___ DATA SHOWN ___
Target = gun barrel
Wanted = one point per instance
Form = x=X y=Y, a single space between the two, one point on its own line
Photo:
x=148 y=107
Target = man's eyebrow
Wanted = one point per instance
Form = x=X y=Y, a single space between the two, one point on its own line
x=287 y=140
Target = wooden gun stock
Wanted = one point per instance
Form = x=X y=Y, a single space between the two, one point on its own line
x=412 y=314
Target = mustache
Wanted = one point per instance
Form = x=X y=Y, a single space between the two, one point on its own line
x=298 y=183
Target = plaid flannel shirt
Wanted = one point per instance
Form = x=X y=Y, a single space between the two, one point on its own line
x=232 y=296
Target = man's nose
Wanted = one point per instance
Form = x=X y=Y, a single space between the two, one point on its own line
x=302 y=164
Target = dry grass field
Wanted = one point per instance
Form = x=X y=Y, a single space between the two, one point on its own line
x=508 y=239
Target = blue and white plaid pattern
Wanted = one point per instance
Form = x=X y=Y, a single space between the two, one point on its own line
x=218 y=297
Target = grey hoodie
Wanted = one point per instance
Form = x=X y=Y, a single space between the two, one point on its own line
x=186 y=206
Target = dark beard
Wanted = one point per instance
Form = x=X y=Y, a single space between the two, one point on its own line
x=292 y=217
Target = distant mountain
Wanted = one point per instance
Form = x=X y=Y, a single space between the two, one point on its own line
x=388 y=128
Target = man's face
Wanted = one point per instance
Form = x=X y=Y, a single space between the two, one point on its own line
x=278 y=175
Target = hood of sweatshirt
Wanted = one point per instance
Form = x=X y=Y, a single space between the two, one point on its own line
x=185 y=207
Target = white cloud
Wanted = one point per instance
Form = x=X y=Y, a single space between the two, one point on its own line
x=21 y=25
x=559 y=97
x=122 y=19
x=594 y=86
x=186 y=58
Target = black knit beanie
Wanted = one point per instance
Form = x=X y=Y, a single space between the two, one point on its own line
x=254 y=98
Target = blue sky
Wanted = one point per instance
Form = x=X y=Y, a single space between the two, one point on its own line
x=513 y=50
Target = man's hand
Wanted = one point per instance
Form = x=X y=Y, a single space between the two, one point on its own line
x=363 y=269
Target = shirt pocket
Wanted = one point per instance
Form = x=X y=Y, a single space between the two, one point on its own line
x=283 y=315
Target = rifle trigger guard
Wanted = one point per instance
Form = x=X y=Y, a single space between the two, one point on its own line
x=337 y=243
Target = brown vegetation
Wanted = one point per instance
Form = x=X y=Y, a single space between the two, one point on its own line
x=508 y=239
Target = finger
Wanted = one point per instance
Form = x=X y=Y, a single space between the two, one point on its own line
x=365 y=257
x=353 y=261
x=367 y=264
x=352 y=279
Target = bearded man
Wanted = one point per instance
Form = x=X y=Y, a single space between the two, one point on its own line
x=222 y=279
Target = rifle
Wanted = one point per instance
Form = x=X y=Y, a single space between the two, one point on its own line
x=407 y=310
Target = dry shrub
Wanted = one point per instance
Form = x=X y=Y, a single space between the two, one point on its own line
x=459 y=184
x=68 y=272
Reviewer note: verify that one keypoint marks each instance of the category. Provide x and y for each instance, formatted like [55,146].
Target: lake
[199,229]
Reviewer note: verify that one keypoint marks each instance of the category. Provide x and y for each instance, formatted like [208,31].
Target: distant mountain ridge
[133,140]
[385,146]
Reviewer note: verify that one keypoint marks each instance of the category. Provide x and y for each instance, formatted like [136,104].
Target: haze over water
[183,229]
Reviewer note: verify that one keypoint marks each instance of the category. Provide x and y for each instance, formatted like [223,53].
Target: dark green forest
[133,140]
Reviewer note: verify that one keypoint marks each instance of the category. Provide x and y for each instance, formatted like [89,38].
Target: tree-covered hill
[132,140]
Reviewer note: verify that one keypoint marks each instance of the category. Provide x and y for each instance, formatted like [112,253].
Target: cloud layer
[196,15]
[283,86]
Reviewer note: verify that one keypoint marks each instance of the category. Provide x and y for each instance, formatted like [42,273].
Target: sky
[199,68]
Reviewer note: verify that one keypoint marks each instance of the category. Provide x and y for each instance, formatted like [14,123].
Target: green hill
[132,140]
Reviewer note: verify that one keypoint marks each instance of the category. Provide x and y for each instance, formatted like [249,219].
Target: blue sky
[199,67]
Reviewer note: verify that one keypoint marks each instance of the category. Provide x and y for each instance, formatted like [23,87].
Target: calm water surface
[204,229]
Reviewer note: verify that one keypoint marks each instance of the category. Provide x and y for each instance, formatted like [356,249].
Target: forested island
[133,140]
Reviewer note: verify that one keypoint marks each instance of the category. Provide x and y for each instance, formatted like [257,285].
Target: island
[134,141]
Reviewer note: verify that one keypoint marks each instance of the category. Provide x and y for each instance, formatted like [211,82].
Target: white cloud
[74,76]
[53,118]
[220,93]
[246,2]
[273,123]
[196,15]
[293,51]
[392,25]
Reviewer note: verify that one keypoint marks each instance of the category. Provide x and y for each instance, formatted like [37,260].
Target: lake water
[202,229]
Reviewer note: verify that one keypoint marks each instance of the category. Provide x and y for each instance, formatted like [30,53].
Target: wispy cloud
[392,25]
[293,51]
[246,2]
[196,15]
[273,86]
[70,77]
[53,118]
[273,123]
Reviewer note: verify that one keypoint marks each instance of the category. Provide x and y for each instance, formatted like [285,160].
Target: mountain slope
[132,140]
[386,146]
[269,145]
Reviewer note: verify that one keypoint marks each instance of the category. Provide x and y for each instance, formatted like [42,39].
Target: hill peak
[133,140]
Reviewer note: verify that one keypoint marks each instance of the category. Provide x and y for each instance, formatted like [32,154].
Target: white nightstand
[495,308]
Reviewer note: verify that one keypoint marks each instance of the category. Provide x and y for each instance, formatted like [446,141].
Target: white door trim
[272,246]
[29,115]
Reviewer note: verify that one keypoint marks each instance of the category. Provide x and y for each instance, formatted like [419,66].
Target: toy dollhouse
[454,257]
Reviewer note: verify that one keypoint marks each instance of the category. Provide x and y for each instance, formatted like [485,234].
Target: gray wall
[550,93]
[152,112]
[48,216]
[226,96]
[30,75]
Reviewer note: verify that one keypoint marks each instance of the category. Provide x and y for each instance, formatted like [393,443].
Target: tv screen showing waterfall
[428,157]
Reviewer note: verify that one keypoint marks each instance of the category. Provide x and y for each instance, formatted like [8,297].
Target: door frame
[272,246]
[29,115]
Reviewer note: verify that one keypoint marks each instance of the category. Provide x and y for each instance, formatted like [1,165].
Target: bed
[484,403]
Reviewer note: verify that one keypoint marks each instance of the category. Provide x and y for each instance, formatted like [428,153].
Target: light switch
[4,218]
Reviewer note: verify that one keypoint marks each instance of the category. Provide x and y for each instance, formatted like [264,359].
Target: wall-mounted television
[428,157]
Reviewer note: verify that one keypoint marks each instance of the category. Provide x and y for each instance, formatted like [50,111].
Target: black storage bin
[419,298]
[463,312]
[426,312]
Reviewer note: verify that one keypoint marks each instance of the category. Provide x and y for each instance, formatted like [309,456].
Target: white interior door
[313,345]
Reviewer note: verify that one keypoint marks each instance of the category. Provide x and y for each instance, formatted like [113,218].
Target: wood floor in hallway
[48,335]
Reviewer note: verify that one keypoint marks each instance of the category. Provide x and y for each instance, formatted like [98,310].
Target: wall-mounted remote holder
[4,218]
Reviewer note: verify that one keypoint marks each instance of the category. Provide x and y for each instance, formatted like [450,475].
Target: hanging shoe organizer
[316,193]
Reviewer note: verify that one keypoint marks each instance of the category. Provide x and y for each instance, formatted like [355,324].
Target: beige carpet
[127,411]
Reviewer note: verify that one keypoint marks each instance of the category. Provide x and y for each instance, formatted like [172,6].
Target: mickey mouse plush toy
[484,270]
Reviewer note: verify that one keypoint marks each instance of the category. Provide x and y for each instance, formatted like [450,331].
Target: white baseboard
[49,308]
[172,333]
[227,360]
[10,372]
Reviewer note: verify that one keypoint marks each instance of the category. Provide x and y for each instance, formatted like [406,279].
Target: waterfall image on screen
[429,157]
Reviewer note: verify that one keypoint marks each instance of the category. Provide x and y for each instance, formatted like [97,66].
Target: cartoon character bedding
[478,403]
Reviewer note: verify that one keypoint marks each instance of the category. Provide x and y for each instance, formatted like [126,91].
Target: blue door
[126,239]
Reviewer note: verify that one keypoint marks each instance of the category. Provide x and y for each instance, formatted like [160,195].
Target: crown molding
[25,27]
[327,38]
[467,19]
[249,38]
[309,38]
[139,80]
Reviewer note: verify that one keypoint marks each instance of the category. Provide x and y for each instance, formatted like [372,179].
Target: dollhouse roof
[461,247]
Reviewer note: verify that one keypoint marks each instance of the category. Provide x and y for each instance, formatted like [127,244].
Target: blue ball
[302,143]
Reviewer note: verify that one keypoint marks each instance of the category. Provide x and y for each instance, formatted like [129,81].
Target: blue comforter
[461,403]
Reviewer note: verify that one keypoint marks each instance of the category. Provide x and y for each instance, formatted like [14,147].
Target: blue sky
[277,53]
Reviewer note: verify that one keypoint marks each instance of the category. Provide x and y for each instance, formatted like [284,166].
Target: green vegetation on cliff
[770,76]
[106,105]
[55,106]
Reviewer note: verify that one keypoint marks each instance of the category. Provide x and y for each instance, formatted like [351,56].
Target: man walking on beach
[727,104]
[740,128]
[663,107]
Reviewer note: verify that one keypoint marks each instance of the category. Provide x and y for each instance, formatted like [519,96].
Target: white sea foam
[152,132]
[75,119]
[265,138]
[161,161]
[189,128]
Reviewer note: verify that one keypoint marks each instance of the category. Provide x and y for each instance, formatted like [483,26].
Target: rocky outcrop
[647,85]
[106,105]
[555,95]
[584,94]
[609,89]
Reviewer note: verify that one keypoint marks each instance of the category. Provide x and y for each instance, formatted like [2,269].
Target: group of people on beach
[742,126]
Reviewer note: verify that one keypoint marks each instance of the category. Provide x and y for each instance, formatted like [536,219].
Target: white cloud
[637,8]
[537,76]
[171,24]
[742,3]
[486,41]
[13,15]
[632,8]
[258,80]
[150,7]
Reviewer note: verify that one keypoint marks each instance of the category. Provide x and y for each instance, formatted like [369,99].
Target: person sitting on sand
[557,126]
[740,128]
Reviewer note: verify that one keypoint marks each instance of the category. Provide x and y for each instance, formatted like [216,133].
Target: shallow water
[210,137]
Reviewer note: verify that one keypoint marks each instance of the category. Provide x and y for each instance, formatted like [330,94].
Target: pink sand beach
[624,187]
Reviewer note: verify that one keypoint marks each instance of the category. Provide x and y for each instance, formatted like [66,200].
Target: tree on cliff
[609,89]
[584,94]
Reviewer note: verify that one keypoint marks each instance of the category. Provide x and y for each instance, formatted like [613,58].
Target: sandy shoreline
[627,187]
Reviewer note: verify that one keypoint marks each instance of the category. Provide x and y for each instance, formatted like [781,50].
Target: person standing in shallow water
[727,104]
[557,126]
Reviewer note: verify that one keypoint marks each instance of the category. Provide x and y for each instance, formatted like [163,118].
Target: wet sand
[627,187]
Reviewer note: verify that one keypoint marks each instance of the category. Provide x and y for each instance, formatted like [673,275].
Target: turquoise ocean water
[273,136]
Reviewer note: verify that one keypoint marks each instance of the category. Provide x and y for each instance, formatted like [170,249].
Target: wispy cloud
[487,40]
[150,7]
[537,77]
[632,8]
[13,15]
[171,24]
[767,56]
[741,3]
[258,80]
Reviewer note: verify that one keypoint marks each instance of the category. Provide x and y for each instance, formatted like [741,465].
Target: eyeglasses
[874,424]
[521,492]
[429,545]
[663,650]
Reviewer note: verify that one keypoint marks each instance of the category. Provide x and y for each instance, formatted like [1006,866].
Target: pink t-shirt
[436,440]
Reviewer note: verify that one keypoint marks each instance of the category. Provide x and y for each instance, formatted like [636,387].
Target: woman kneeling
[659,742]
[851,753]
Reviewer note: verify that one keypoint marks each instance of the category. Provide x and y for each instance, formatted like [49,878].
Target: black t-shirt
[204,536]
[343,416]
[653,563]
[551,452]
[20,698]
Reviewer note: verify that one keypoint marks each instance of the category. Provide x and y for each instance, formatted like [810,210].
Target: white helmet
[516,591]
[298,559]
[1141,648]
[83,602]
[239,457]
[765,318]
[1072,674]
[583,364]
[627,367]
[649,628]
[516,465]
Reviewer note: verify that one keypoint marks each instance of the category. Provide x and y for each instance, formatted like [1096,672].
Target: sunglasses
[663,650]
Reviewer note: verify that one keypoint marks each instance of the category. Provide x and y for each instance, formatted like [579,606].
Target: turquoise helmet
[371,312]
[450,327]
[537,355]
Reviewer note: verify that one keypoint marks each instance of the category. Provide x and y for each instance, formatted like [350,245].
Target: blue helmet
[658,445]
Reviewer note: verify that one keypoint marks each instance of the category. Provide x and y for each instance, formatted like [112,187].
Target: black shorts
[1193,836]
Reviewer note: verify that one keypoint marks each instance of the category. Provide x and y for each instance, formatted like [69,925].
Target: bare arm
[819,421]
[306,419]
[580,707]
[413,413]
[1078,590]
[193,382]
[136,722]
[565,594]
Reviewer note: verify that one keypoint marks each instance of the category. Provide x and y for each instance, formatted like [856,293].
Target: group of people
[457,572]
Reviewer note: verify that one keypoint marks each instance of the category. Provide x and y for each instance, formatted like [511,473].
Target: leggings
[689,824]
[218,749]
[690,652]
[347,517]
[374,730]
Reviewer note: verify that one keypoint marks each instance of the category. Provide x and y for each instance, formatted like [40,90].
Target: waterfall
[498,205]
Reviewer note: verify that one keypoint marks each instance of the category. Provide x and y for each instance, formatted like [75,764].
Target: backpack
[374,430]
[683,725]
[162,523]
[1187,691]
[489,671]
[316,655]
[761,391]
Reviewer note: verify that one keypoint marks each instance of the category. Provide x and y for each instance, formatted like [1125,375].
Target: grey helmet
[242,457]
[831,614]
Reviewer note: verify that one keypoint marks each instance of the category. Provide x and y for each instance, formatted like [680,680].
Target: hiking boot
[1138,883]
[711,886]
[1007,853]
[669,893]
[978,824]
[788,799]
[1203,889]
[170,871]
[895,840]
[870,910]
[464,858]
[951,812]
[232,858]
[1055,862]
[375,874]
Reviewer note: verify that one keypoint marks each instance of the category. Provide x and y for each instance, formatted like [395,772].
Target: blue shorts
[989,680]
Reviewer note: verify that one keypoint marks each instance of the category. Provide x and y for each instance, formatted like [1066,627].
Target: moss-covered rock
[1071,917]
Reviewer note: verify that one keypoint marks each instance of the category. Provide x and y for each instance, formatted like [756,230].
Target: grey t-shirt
___
§ **PROBLEM TO SOLVE**:
Reproduce the listing verbatim from its first line through the line containing "x=302 y=164", both ends included.

§ **THE RESULT**:
Target = gun barrel
Wanted = one point per instance
Form = x=X y=Y, a single space between the two, one point on its own line
Photo:
x=148 y=107
Target = man's eyebrow
Wanted = one point per instance
Form = x=X y=Y, a single space between the two, one point on its own line
x=287 y=140
Target = wooden gun stock
Wanted = one point per instance
Form = x=X y=Y, a single space between the two, one point on its own line
x=412 y=314
Target = mustache
Wanted = one point per instance
Form = x=X y=Y, a single space between the two, one point on its own line
x=298 y=183
Target = plaid flannel shirt
Wanted = one point per instance
Form = x=X y=Y, a single space between the two, one point on its own line
x=232 y=296
Target = man's nose
Wanted = one point per instance
Form = x=X y=Y, a single space between the two, one point on its own line
x=302 y=164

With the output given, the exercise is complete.